DOCUMENT PASSAGE:
▼▼▼

This MOS list is valid for quarter-comma meantone and Kornerup's golden meantone (among others), but as we've seen, various tunings of the same temperament can have different MOS structures. In particular, meantone with a 23/55 generator/period ratio (Mozart's tuning) has a 43-note MOS (12L+31s), but not one with 50 notes. 1/5-comma meantone technically has a 43-note MOS, but it's so close to 43-ET that the step sizes are roughly equal.

🔗monz <monz@attglobal.net>

7/17/2004 10:40:33 AM

on this page (which can also be reached via a link on
the "meantone" defintion)

http://tonalsoft.com/enc/meantone-error/meantone-error.htm

i found that 136edo is some sort of optimal meantone for
the 11-limit, regarding the amount of error from JI.
(at least, using the prime-mappings i used)

i found this visually using my graphic applet.
but i don't recall anything ever being said about 136edo.

comments?

▲▲▲

Answer these questions about the meantone thread excerpt:
1. Which tuning does the excerpt identify as meantone with a 23/55 generator/period ratio?
2. Which equal division did the poster find to be some sort of optimal meantone for the 11-limit?
3. What tool did the poster use to find it?
The records that come next are from a separate source.

RECORDS:
▼▼▼

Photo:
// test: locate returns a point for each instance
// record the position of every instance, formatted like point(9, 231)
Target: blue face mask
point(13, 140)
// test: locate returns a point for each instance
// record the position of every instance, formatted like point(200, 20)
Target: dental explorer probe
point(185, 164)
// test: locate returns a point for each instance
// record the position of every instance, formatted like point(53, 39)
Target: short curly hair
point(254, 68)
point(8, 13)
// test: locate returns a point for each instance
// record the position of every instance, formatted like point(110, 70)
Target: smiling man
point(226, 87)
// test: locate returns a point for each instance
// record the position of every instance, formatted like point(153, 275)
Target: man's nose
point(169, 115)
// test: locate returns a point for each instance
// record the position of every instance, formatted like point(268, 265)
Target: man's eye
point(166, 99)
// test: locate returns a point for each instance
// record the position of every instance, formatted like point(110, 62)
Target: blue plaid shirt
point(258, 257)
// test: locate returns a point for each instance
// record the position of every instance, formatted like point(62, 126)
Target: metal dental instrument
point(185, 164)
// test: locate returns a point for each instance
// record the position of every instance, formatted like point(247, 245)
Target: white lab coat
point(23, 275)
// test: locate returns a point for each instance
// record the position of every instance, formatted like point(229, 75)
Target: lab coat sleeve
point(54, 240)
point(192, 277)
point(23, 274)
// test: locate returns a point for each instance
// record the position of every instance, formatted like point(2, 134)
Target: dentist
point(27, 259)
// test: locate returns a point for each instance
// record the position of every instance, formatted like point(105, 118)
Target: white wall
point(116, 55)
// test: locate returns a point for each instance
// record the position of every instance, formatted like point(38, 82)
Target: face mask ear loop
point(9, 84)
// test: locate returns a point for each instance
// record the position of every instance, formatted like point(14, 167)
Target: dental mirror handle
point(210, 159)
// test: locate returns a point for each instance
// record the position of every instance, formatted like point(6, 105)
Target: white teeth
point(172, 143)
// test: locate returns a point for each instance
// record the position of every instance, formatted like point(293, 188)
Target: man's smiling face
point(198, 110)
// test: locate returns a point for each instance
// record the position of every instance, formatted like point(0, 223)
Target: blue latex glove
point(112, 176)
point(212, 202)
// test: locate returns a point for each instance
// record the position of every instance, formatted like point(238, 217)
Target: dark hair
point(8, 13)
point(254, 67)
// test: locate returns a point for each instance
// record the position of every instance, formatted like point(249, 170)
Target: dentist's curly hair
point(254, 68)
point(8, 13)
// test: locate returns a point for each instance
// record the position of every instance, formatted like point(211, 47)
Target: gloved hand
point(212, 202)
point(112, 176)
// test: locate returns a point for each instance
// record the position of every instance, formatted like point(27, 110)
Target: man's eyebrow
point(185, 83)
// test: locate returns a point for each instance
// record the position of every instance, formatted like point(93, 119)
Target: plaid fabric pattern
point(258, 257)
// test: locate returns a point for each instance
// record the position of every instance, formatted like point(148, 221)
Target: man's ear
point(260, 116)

▲▲▲

SOLUTION FOR THIS EXERCISE:
1. Mozart's tuning
2. 136edo
3. A graphic applet